— Article —
^^^^^^^^
Greg Rivara, a spokesman for the Illinois Department of Employment Security said he can’t talk about specific unemployment applications.

But he did explain that his office is the first stop for the jobless seeking unemployment benefits.

Those benefits are tied to wages earned in the year leading up to the job loss. But state law doesn’t recognize the wages an elected leader earns in office when it comes to unemployment benefits.

“When someone applies, their weekly check is based on how much money they’ve earned,” Rivara said. “Could be from one source, could be from multiple sources, but wages earned from doing the job [someone was] elected to don’t figure in.”

In other words, it’s as if they didn’t work — or earn a dime.

That could effectively disqualify Stroger from collecting unemployment benefits — at least benefits resulting from his elected position.

It would be different if he were a regular county employee or worked in the private sector. If he could prove his case — that, say, the voters didn’t fire him for cause but that he lost his job through no fault of his own — he might qualify for unemployment, according to state law.

In that case, Stroger, who earned $170,000 annually as board president, would get about $530 a week in unemployment, according to the state.

On Friday, it was unclear where Stroger’s request stood. County officials hadn’t gotten final word from the state.

If he loses his bid for benefits, Stroger has the option of appealing his case all the way to circuit court.

Repeated attempts to reach Stroger at his South Side home and by phone were unsuccessful.

The 48-year-old married father of two left office on Dec. 6 when Preckwinkle, who edged him out of office in last year’s primary, was sworn in. On his way out the door, he told reporters he was thinking of getting into the insurance business and couldn’t rule out a return to politics.

The county was notified about his unemployment request on Jan. 7 of this year.
^^^^^^^^
— Dataset —
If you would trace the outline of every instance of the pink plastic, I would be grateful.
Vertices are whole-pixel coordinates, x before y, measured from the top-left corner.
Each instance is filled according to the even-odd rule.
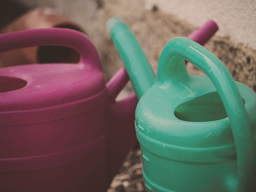
[[[203,44],[218,29],[209,23],[189,37]],[[43,45],[81,60],[0,69],[0,192],[105,192],[136,140],[137,99],[115,100],[128,76],[122,68],[106,85],[94,47],[75,31],[0,35],[0,52]]]
[[[0,69],[0,191],[106,191],[136,140],[137,99],[115,101],[124,69],[106,86],[94,46],[70,30],[5,34],[0,42],[0,52],[60,45],[81,55],[78,64]]]

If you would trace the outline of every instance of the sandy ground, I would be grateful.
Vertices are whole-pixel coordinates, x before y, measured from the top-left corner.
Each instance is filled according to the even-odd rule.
^^^^^^^^
— Things to do —
**a.** From the article about Stroger's unemployment claim above, reproduce word for word the passage that begins with the words containing "In that case, Stroger, who" and ends with "from the state.".
**b.** Answer these questions using the article about Stroger's unemployment claim:
(i) How much did Stroger earn annually as board president?
(ii) On what date did he leave office?
(iii) When was the county notified about his unemployment request?

— Per-task outputs —
**a.**
In that case, Stroger, who earned $170,000 annually as board president, would get about $530 a week in unemployment, according to the state.

On Friday, it was unclear where Stroger’s request stood. County officials hadn’t gotten final word from the state.

**b.**
(i) $170,000
(ii) Dec. 6
(iii) Jan. 7 of this year